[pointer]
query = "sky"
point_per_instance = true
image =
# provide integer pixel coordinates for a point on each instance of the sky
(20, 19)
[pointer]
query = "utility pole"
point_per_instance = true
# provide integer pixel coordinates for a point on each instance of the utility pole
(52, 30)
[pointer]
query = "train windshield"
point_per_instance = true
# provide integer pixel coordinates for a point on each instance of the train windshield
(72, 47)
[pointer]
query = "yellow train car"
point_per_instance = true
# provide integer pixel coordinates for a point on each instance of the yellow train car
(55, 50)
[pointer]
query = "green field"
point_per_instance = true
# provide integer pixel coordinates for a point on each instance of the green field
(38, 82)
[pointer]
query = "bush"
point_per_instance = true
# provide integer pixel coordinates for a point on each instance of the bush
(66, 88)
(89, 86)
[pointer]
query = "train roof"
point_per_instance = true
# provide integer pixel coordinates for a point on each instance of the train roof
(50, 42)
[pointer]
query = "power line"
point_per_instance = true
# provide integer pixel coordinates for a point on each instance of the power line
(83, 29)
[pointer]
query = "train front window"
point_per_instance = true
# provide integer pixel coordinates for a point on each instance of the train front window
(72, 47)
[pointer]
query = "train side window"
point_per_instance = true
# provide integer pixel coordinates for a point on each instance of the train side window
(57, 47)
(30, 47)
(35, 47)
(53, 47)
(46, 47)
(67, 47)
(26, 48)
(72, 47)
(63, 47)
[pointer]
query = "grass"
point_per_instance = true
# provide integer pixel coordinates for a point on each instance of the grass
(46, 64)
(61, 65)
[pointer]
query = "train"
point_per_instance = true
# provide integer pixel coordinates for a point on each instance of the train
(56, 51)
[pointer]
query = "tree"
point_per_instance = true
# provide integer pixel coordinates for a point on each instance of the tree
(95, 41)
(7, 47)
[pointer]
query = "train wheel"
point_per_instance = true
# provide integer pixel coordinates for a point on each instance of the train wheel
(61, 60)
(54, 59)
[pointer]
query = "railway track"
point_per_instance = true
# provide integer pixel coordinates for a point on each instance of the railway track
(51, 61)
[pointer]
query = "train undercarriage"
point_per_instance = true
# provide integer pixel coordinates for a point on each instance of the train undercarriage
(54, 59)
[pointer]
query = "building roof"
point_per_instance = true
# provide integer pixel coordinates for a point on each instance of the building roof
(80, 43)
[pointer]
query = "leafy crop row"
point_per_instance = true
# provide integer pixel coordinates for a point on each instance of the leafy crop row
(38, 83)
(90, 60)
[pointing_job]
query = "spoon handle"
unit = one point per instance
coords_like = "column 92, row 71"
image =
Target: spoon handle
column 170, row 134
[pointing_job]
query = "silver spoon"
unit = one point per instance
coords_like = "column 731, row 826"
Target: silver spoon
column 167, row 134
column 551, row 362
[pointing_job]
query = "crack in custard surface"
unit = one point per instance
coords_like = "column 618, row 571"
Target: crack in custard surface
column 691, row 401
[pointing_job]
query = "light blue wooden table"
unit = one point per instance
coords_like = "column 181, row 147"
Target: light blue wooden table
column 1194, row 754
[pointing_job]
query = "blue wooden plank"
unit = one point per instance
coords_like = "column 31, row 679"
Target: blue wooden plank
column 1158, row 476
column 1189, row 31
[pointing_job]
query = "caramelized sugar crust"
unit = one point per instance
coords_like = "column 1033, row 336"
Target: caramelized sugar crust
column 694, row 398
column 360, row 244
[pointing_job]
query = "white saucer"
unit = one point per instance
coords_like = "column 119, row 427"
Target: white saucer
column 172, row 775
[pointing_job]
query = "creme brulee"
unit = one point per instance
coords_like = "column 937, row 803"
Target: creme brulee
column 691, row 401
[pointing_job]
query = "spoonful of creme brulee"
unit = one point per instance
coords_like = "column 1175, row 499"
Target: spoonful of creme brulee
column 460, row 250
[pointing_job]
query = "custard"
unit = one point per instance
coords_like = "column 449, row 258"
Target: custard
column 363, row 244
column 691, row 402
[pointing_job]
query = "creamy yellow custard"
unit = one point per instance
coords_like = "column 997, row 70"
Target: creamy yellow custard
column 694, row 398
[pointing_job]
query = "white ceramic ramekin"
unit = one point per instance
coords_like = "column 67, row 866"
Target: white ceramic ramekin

§

* [PROBLEM STATEMENT] Please give the listing above one more time, exactly as it reads.

* [OUTPUT FOR THIS TASK]
[pointer]
query = "sky"
point_per_instance = true
image =
# provide integer pixel coordinates for a point on each instance of the sky
(20, 19)
[pointer]
query = "utility pole"
point_per_instance = true
# provide integer pixel coordinates for a point on each instance of the utility pole
(52, 30)
[pointer]
query = "train windshield"
point_per_instance = true
# provide integer pixel coordinates for a point on each instance of the train windshield
(72, 47)
[pointer]
query = "yellow train car"
point_per_instance = true
# provide integer pixel coordinates for a point on each instance of the yellow train car
(55, 50)
[pointer]
query = "green field"
point_per_instance = true
# provide integer pixel coordinates for a point on each instance of the green field
(38, 82)
[pointer]
query = "bush"
point_per_instance = true
# provide integer pixel coordinates for a point on each instance of the bush
(66, 88)
(89, 86)
[pointer]
query = "train roof"
point_per_instance = true
# provide integer pixel coordinates for a point on each instance of the train roof
(50, 42)
[pointer]
query = "power line"
point_per_instance = true
# provide integer pixel coordinates for a point on each instance of the power line
(83, 29)
[pointer]
query = "train front window"
point_per_instance = true
# provide integer pixel coordinates for a point on each instance of the train front window
(72, 47)
[pointer]
query = "train side window"
point_per_instance = true
# provide integer pixel coordinates for a point on each instance of the train side window
(57, 47)
(30, 47)
(35, 47)
(53, 47)
(46, 47)
(67, 47)
(26, 48)
(72, 47)
(63, 47)
[pointer]
query = "grass"
point_per_instance = true
# provide integer pixel coordinates for a point on each instance of the grass
(46, 64)
(61, 65)
[pointer]
query = "train"
point_per_instance = true
# provide integer pixel coordinates for a point on each instance of the train
(56, 51)
[pointer]
query = "tree"
point_per_instance = true
# provide integer pixel coordinates for a point on each instance of the tree
(95, 41)
(7, 47)
[pointer]
query = "train wheel"
point_per_instance = true
# provide integer pixel coordinates for a point on each instance of the train wheel
(61, 60)
(54, 59)
[pointer]
query = "railway track"
point_per_instance = true
# provide integer pixel coordinates for a point on each instance of the railway track
(51, 61)
[pointer]
query = "train undercarriage"
point_per_instance = true
# provide integer pixel coordinates for a point on each instance of the train undercarriage
(54, 59)
[pointer]
query = "building roof"
point_per_instance = true
# provide integer pixel coordinates for a point on each instance of the building roof
(80, 43)
[pointer]
query = "leafy crop row"
point_per_instance = true
# provide integer pixel coordinates for a point on each instance of the leafy crop row
(38, 83)
(90, 60)
[pointing_job]
query = "spoon handle"
unit = one point per instance
coords_like = "column 92, row 71"
image =
Target: spoon handle
column 170, row 134
[pointing_job]
query = "silver spoon"
unit = one point per instance
coords_like = "column 731, row 826"
Target: silver spoon
column 167, row 134
column 551, row 362
[pointing_job]
query = "crack in custard surface"
unit = one point per instance
coords_like = "column 618, row 571"
Target: crack in custard surface
column 691, row 401
[pointing_job]
query = "light blue wooden table"
unit = one point per instance
coords_like = "column 181, row 147"
Target: light blue wooden table
column 1194, row 754
[pointing_job]
query = "blue wooden plank"
unit = one point per instance
coords_like = "column 31, row 679"
Target: blue wooden plank
column 1158, row 476
column 1189, row 31
[pointing_job]
query = "caramelized sugar crust"
unit = one point per instance
coords_like = "column 1033, row 336"
Target: caramelized sugar crust
column 694, row 398
column 360, row 244
[pointing_job]
query = "white saucer"
unit = one point per instance
coords_like = "column 119, row 427"
Target: white saucer
column 172, row 775
[pointing_job]
query = "creme brulee"
unit = one point per instance
coords_like = "column 937, row 803"
Target: creme brulee
column 691, row 401
[pointing_job]
query = "spoonful of creme brulee"
unit = one point per instance
coords_like = "column 1175, row 499"
Target: spoonful of creme brulee
column 460, row 250
[pointing_job]
query = "custard"
unit = one point per instance
coords_like = "column 449, row 258"
Target: custard
column 363, row 244
column 691, row 402
[pointing_job]
query = "creamy yellow custard"
unit = one point per instance
coords_like = "column 997, row 70"
Target: creamy yellow custard
column 694, row 398
[pointing_job]
query = "white ceramic ramekin"
unit = one point per instance
coords_like = "column 67, row 866"
Target: white ceramic ramekin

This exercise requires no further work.